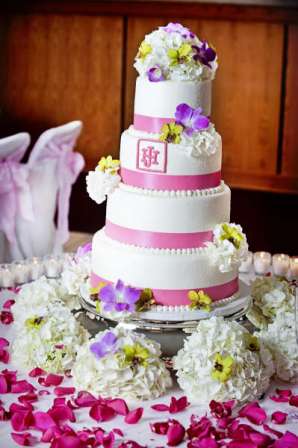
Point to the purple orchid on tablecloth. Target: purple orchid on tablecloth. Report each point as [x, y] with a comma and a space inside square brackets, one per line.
[204, 54]
[119, 297]
[191, 119]
[155, 74]
[178, 28]
[105, 345]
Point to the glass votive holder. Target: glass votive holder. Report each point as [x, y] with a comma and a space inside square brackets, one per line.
[6, 276]
[247, 263]
[262, 262]
[280, 264]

□ □ □

Task statement:
Lines from the one containing "Point to the glass" to the end of the data are to be printed exactly, including the first and last.

Problem solution:
Point to the glass votive holder. Target: glass votive holder. Report each point as [x, y] with a comma and a space inside square brackets, one per line.
[6, 276]
[247, 263]
[262, 262]
[280, 264]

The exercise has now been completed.